◆ **PROVIDED DATA**:

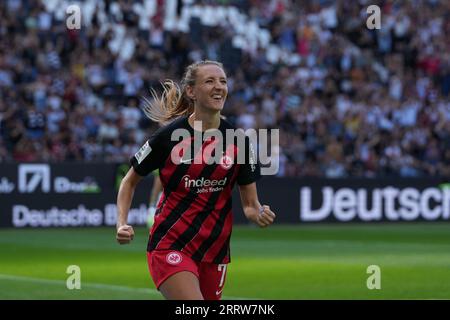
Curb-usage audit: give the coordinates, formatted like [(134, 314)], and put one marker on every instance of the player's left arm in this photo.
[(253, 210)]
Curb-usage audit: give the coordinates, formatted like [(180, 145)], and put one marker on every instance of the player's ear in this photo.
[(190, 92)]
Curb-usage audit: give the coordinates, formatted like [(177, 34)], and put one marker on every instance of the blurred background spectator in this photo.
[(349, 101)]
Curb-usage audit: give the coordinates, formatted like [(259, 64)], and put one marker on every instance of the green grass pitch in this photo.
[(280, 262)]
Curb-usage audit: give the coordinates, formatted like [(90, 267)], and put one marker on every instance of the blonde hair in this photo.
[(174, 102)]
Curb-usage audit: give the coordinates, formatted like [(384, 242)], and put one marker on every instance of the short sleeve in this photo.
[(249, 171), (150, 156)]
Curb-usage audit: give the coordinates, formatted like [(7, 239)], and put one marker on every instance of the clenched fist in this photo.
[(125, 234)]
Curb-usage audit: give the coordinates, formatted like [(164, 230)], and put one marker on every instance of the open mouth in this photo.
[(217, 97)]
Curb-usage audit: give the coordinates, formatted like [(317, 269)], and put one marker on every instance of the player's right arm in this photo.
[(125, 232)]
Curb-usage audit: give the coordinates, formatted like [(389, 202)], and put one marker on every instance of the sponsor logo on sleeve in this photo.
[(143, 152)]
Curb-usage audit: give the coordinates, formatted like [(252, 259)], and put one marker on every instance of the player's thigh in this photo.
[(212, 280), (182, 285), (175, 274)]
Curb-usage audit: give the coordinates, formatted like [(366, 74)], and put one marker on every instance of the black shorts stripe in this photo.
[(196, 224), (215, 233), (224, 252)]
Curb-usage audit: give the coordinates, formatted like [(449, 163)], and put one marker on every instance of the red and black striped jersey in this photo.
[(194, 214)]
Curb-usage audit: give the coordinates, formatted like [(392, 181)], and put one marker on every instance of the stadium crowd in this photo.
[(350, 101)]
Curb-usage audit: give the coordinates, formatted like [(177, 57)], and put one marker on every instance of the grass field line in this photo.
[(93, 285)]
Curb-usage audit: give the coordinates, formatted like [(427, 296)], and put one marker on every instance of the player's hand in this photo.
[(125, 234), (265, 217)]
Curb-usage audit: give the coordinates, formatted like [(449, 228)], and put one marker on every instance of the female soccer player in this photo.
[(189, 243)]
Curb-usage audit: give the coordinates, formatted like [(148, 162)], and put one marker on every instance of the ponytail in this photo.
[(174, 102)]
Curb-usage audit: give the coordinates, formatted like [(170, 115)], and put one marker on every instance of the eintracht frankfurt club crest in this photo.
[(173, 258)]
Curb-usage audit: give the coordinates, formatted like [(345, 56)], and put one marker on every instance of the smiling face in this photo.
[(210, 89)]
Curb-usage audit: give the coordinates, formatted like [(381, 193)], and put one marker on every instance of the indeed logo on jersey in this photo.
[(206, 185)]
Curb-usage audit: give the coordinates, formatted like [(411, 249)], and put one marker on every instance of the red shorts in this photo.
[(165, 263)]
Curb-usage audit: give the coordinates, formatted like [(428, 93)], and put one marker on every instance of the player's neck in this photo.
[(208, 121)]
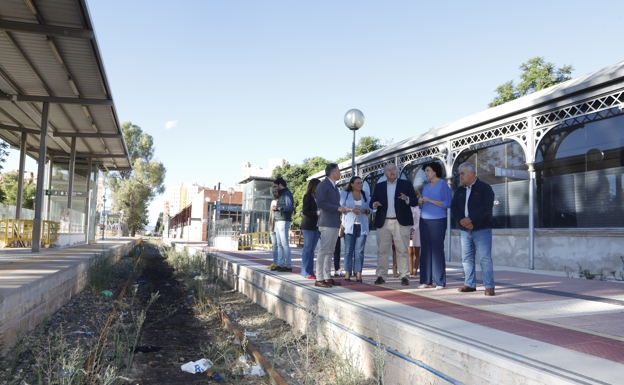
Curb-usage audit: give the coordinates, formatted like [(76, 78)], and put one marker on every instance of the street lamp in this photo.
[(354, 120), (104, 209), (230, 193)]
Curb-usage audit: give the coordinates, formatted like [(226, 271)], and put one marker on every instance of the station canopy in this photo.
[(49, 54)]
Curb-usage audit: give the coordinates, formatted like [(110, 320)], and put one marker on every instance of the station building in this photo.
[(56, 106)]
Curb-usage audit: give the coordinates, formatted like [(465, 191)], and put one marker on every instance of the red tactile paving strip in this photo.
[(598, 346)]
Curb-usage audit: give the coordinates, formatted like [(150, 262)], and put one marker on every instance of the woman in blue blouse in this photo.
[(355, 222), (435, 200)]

==

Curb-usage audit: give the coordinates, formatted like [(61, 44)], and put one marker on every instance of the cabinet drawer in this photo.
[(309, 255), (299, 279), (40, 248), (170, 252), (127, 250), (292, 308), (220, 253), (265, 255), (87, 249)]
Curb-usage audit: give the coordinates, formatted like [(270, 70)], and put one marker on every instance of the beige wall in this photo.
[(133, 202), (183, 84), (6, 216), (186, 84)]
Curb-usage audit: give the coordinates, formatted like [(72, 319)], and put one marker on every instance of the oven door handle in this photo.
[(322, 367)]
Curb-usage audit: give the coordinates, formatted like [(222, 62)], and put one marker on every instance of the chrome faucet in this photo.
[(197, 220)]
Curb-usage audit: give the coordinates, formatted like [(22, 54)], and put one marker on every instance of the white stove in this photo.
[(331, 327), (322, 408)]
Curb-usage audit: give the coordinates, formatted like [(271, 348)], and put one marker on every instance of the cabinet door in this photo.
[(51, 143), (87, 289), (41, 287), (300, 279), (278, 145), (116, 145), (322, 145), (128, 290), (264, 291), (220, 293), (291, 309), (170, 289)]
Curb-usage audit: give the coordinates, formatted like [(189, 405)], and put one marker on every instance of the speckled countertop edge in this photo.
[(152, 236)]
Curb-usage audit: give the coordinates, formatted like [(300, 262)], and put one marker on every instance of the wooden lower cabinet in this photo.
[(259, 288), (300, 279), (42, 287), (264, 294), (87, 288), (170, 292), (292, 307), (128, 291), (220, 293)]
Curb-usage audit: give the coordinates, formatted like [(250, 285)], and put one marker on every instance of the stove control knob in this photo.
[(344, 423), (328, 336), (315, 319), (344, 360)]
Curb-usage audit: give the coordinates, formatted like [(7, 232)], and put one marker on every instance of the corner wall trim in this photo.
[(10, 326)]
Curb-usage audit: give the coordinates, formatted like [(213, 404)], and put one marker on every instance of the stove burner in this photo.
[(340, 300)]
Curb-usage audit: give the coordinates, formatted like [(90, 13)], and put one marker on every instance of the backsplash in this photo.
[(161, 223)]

◆ **INSTRUCTIONS TO FOLLOW**: Reproduce word for word the lines of the material above, starting at the line that contains "short sleeve in this photo." and ending at the line that contains "[(217, 97)]".

◆ **WRITTEN ANSWER**:
Curb-usage audit: give the coordinates, formatted like [(384, 242)], and put one marker on every instance of the short sleeve in this photo.
[(249, 171), (150, 156)]
Curb-usage audit: give the coordinates, formatted like [(7, 239)], and put one marker on every instance of the clenched fist in this photo.
[(125, 234)]
Curb-usage audit: give the coordinates, formatted like [(164, 230)], and put one marker on every instance of the open mouth in this photo.
[(217, 97)]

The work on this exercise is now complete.